→ TASK REQUIREMENTS
Take the line containing "step. Return a box per instance." and all lines after it to the end of the records, and output them exactly.

→ SUPPLIED RECORDS

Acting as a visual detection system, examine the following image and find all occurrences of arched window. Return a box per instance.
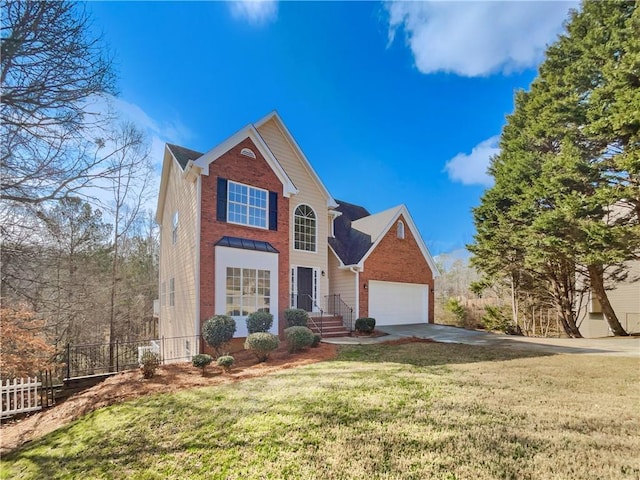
[397,220,405,240]
[294,204,316,252]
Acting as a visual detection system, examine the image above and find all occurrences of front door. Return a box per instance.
[297,267,313,311]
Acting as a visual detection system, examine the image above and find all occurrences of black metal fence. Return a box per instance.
[64,335,201,379]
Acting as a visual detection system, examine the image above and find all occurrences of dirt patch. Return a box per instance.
[353,329,389,338]
[0,343,338,454]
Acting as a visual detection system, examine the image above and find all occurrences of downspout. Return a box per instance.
[195,175,202,352]
[350,266,360,320]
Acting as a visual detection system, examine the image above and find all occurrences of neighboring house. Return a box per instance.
[578,259,640,337]
[156,111,438,359]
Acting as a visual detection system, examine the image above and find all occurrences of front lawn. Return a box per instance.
[2,343,639,479]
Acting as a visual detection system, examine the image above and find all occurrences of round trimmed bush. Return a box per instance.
[246,311,274,334]
[192,354,213,375]
[311,333,321,348]
[202,315,236,355]
[140,351,160,379]
[217,355,234,373]
[244,332,279,362]
[284,308,309,327]
[284,326,315,353]
[355,317,376,334]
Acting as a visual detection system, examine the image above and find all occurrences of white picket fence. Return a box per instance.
[1,377,42,419]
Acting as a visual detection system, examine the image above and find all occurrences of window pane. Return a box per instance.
[294,205,316,251]
[227,181,267,228]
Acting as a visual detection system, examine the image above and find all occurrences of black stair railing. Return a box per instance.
[324,294,354,333]
[290,294,323,336]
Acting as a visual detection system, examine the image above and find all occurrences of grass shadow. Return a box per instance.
[334,340,556,367]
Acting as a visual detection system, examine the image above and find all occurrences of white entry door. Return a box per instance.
[368,281,428,326]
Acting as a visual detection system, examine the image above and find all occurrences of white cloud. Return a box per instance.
[229,0,278,26]
[444,136,499,187]
[386,1,577,77]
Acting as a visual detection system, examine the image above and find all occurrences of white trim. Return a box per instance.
[214,246,279,338]
[226,180,269,230]
[350,266,360,320]
[293,203,318,253]
[357,205,440,276]
[313,267,320,312]
[290,266,297,308]
[290,265,320,312]
[194,175,202,344]
[254,111,338,208]
[194,125,297,198]
[156,146,190,224]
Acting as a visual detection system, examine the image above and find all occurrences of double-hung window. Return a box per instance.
[227,181,267,228]
[226,267,270,317]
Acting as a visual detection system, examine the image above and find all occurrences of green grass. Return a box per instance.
[2,343,639,480]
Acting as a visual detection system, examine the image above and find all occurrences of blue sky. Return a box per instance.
[87,0,577,256]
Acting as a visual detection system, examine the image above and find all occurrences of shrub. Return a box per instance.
[445,298,466,327]
[311,333,321,348]
[192,354,213,375]
[140,351,160,379]
[246,311,273,334]
[355,317,376,334]
[284,326,314,353]
[482,305,512,332]
[217,355,234,373]
[284,308,308,327]
[202,315,236,355]
[244,332,279,362]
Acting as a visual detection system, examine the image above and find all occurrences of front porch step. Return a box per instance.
[307,315,351,338]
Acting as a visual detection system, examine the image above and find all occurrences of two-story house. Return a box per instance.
[156,112,438,359]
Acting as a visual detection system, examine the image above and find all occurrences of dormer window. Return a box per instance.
[397,220,405,240]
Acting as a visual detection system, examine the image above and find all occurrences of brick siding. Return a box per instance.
[359,214,434,322]
[199,138,290,338]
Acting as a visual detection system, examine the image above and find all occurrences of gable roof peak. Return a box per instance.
[255,111,339,209]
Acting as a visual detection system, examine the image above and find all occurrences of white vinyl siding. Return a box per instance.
[256,118,329,300]
[158,152,199,344]
[327,250,356,312]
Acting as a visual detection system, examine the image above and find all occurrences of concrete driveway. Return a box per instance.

→ RESPONSE
Acting as a visual detection system, examine the image above and find all occurrences of front porch step. Return a box per instance.
[307,315,351,338]
Acting as a visual detection system, examine the image above and find all occurrences of two-story house. Return a box per instance.
[156,112,438,359]
Acting as a visual detection system, examine the image above and find all occurrences of dormer window. Return a box per instance.
[397,220,405,240]
Acting as a visual detection system, examine the image above and find all occurrences of brick siding. Return a box per instance.
[359,214,434,322]
[199,138,290,338]
Acting as a visual detection system, examine the image above and find all occurrences of gable roof peak. Return a box per instance.
[255,111,339,209]
Acting as a visual detection system, examine the image above and find all occurrences of white vinyl siding. Return a box per instance.
[256,118,329,300]
[158,152,199,344]
[327,250,356,312]
Acting as a visual detection system, examine the image above and find all occurrences of concrete driveway. Return a box per instance.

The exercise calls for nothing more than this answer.